── TEXTE SOURCE

Une des destinations préférées des américains l’hiver est le Costa-Rica. Développé vers le tourisme intensif mais « respectueux » (il y a quand même deux concepts un peu opposés dans ces deux mots) de la diversité de ce petit pays d’Amérique centrale, infrastructures au top, on paye en dollar et les gens parlent anglais. Bref, un paradis pour américain en mal de soleil et de chaleur en hiver. Conséquence : c’est assez cher et les vols sont hors de prix. Il va d’ailleurs falloir cesser de croire à cet adage comme quoi les vols aux USA sont accessibles. En fait, c’est bien plus cher que chez nous. Par exemple, cela revient moins cher à mes beaux-parents de faire un Paris-SF que de faire un SF-toute destination au soleil à Noël (Hawaï, Miami, Tahiti, Mexique, Amérique Centrale).

Le jour de la prérentrée, une collègue m’avait vanté les mérites du Nicaragua, assez ressemblant et moins cher, mais nous avons trouvé des bons billets pour le Panama, frontalier au sud du Costa-Rica donc c’est parti pour notre semaine de vacances de février ! On se permet de faire rater un jour d’école aux enfants (ce qui ne passera d’ailleurs pas du tout  au niveau de l’école de Baptiste), et on se prépare à passer 10 jours à arpenter les terrains variés de l’isthme (purée, ces souvenirs cours d’HG et le coloriage toujours délicat du Panama – spéciale dédicace à Célinoux et Francis !! ).

────
── MATÉRIEL

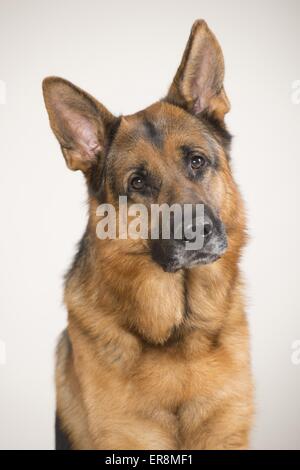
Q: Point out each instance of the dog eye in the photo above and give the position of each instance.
(137, 183)
(197, 162)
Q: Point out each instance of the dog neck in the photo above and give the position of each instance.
(108, 286)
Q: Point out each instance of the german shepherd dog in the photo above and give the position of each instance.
(156, 353)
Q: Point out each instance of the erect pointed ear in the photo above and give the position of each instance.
(79, 122)
(198, 83)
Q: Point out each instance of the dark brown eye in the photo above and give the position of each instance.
(137, 183)
(197, 162)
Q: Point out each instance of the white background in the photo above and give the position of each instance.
(126, 53)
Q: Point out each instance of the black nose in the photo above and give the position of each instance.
(206, 225)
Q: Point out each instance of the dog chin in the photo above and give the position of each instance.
(175, 265)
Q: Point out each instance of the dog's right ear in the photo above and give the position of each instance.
(80, 123)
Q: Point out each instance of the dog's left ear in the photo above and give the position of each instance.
(198, 83)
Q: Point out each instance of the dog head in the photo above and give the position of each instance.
(173, 152)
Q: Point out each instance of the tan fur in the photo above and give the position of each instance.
(150, 359)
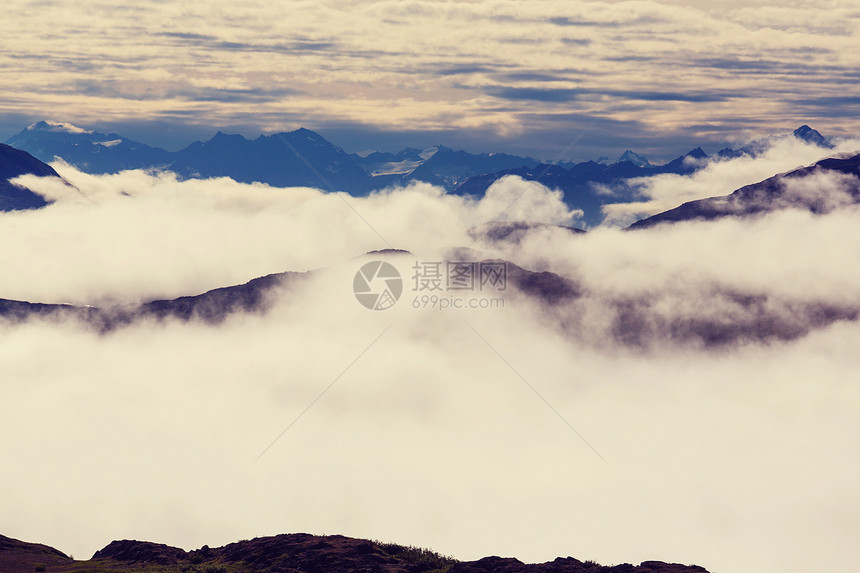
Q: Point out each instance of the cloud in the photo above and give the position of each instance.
(721, 177)
(426, 66)
(735, 457)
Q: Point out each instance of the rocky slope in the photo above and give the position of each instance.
(290, 553)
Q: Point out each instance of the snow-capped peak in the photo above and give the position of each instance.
(57, 126)
(428, 153)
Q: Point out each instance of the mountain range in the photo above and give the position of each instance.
(827, 185)
(15, 162)
(290, 553)
(305, 158)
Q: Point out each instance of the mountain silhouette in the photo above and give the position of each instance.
(290, 553)
(13, 163)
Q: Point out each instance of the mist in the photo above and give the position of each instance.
(534, 430)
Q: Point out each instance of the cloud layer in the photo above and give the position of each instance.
(450, 429)
(527, 76)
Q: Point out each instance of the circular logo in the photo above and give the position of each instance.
(377, 285)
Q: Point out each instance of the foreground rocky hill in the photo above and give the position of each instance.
(291, 553)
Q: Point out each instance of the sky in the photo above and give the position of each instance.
(520, 430)
(526, 430)
(554, 79)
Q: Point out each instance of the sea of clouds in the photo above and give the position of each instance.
(532, 431)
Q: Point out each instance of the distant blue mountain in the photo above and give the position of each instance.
(437, 165)
(579, 182)
(87, 150)
(772, 194)
(298, 158)
(13, 163)
(305, 158)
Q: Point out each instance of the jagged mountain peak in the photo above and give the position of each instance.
(57, 126)
(634, 158)
(806, 133)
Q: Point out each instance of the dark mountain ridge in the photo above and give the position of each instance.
(291, 553)
(13, 163)
(749, 317)
(796, 189)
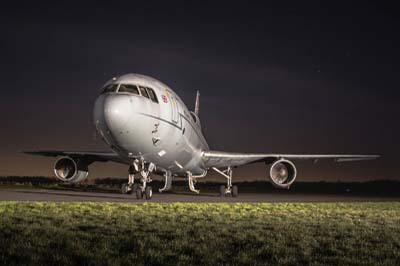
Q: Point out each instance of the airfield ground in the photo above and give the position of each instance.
(100, 233)
(98, 226)
(24, 194)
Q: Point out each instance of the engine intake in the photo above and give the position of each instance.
(282, 173)
(68, 170)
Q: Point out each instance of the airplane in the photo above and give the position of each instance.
(149, 128)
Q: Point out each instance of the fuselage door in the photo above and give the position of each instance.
(174, 110)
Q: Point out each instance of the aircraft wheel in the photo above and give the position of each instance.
(124, 188)
(135, 187)
(234, 191)
(222, 191)
(148, 193)
(139, 193)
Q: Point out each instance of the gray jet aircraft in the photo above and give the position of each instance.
(149, 128)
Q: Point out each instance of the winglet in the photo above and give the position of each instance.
(197, 105)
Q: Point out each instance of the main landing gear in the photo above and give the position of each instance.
(229, 189)
(140, 190)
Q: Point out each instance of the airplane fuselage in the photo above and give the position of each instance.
(160, 130)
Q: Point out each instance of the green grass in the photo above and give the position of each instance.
(199, 234)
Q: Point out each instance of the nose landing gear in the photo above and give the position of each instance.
(229, 189)
(130, 187)
(142, 189)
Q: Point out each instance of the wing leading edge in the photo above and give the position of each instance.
(225, 159)
(89, 156)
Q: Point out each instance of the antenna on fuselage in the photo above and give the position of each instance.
(197, 105)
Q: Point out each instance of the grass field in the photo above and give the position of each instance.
(199, 234)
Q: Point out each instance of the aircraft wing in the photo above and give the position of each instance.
(88, 156)
(224, 159)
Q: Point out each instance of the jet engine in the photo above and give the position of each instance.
(282, 173)
(71, 171)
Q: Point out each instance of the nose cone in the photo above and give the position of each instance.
(112, 112)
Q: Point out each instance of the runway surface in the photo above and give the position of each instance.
(74, 196)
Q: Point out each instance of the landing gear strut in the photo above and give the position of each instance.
(140, 190)
(192, 179)
(145, 171)
(229, 189)
(168, 182)
(130, 187)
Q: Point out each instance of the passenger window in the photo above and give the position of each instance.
(152, 95)
(128, 88)
(144, 92)
(110, 88)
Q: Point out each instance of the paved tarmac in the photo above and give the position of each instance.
(74, 196)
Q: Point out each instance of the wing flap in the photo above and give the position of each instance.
(225, 159)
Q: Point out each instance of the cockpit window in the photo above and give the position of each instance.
(143, 92)
(152, 95)
(110, 88)
(128, 88)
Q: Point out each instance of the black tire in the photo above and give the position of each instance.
(222, 191)
(135, 187)
(148, 193)
(139, 193)
(124, 188)
(235, 191)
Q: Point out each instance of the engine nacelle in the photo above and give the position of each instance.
(68, 170)
(282, 173)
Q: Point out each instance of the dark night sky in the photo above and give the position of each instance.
(287, 78)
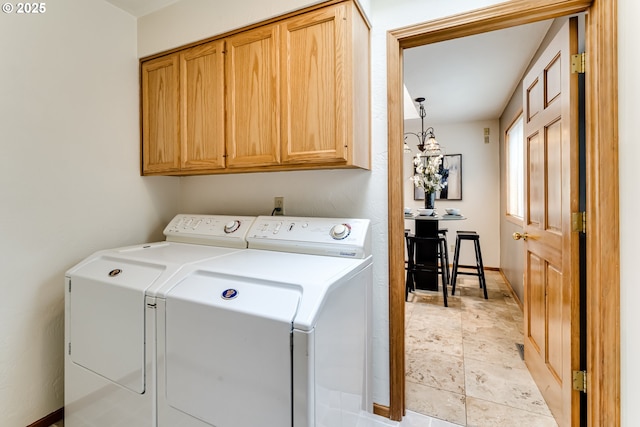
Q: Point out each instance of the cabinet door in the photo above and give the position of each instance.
(315, 118)
(253, 102)
(202, 107)
(160, 120)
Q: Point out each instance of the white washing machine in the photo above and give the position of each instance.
(110, 326)
(277, 335)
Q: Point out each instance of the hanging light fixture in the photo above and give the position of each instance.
(427, 143)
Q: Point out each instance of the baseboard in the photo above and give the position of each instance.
(381, 410)
(50, 419)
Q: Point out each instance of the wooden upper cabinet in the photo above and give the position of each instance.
(292, 93)
(160, 124)
(202, 107)
(325, 91)
(253, 98)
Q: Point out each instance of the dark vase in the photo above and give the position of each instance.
(430, 200)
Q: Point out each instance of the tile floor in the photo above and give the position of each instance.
(463, 365)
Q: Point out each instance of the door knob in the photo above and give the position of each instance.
(518, 236)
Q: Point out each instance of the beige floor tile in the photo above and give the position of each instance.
(499, 350)
(478, 336)
(481, 413)
(438, 370)
(504, 385)
(437, 403)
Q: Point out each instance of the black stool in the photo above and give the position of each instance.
(408, 266)
(442, 235)
(414, 266)
(475, 237)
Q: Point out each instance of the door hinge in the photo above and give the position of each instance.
(579, 222)
(579, 63)
(580, 381)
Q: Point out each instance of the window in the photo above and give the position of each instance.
(515, 169)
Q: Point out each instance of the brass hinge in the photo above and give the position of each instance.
(579, 63)
(579, 222)
(580, 381)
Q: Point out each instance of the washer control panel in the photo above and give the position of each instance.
(214, 230)
(344, 237)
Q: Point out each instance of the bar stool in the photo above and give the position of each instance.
(442, 235)
(408, 266)
(479, 267)
(414, 266)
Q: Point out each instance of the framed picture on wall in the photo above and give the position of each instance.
(452, 172)
(451, 169)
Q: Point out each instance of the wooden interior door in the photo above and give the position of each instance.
(551, 301)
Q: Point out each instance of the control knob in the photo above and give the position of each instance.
(231, 226)
(340, 231)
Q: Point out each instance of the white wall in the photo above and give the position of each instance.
(480, 184)
(629, 111)
(321, 193)
(69, 180)
(69, 171)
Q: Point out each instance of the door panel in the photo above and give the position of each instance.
(202, 107)
(551, 179)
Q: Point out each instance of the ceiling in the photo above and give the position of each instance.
(140, 8)
(466, 79)
(471, 78)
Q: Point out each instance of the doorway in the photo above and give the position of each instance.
(603, 345)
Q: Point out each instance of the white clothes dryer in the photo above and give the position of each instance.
(110, 327)
(277, 335)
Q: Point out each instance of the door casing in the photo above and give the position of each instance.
(603, 283)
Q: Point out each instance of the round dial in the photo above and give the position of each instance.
(340, 231)
(231, 226)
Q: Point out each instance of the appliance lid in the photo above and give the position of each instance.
(106, 314)
(228, 348)
(311, 275)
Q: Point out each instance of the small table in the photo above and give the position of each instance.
(428, 226)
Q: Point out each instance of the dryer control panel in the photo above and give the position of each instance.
(215, 230)
(343, 237)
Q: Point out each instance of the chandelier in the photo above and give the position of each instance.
(427, 143)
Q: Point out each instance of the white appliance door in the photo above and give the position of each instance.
(228, 350)
(106, 312)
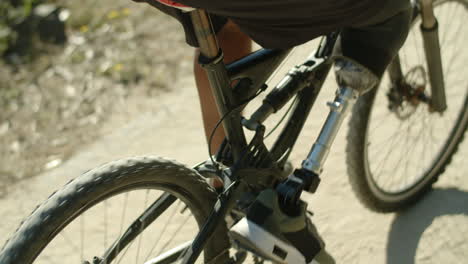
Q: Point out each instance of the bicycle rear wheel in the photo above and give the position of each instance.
(397, 150)
(90, 214)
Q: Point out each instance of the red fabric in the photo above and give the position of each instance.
(171, 3)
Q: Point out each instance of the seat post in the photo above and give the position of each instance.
(205, 35)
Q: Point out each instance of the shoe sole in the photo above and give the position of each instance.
(252, 237)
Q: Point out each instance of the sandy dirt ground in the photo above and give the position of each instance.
(433, 231)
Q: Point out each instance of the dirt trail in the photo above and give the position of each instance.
(434, 231)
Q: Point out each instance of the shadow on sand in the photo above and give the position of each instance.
(408, 226)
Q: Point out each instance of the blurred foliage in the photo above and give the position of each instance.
(25, 23)
(13, 14)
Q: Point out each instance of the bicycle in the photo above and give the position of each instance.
(247, 167)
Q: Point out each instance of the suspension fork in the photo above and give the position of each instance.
(430, 34)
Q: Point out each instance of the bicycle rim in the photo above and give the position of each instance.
(404, 153)
(95, 229)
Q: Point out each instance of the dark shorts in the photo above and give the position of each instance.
(372, 30)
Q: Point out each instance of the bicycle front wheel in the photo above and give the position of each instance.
(142, 210)
(397, 147)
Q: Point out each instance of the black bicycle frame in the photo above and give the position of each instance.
(256, 68)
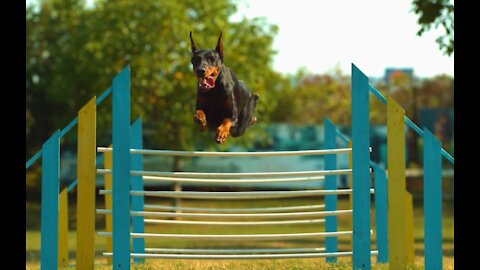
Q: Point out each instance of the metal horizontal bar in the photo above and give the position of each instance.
(242, 256)
(232, 154)
(232, 175)
(73, 184)
(241, 210)
(236, 195)
(232, 181)
(235, 223)
(234, 236)
(232, 251)
(242, 215)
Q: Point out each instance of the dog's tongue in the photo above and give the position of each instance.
(206, 83)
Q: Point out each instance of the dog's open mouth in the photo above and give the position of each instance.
(206, 83)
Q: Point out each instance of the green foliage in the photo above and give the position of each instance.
(436, 13)
(313, 97)
(74, 51)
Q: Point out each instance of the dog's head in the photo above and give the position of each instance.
(207, 64)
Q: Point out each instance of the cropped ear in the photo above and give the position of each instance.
(192, 43)
(219, 47)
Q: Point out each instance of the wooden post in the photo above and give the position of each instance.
(86, 172)
(49, 215)
(361, 170)
(409, 229)
(396, 186)
(432, 188)
(381, 213)
(63, 229)
(121, 170)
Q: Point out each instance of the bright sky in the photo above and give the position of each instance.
(372, 34)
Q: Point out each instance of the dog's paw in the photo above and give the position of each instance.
(200, 118)
(222, 134)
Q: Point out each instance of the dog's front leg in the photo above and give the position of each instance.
(200, 118)
(223, 130)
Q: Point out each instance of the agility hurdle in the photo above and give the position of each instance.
(50, 253)
(241, 177)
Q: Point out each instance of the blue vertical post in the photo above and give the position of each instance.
(432, 188)
(361, 170)
(381, 214)
(331, 242)
(138, 244)
(49, 215)
(121, 170)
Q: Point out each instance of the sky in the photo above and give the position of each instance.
(373, 34)
(321, 35)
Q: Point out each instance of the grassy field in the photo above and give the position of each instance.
(33, 239)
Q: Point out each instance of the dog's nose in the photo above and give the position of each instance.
(200, 71)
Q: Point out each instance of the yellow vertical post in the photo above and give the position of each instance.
(86, 185)
(63, 229)
(107, 161)
(397, 253)
(409, 229)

────

OBJECTIF:
Poursuivez le récit du voyage au Panama à partir de sa dernière phrase. Les items n'ont aucun rôle ici.

RÉPONSE:
On prend donc un red-eye le jeudi soir, c’est-à-dire un vol de nuit, qui, comme son nom l’indique, te bousille la tronche pour au moins deux jours… c’est le sacrifice à faire pour toucher des vols à des prix abordables. Le vol est direct mais, plus ça va, moins j’arrive à dormir dans les avions et donc je ne pars pas très confiant sur mon état à l’arrivée. Nous débarquons à 6h du mat à Panama City, la tête enfarinée et nous découvrons que le taxi promis par la pension n’est pas là. On réalise du même coup que l’anglais n’est pas particulièrement pratiqué et que mon espagnol appris en voyage scolaire à coup de « un zumo de naranja » risque de ne pas suffire. On trouve un taxi pour nous emmener, c’est assez cher mais on est à l’aéroport et il y a « touristes » qui clignote sur nos tronches donc on tente une négociation qui ne fait pas varier le prix d’un iota. On trouve une autre compagnie de taxis un peu moins cher mais ça reste pas donné.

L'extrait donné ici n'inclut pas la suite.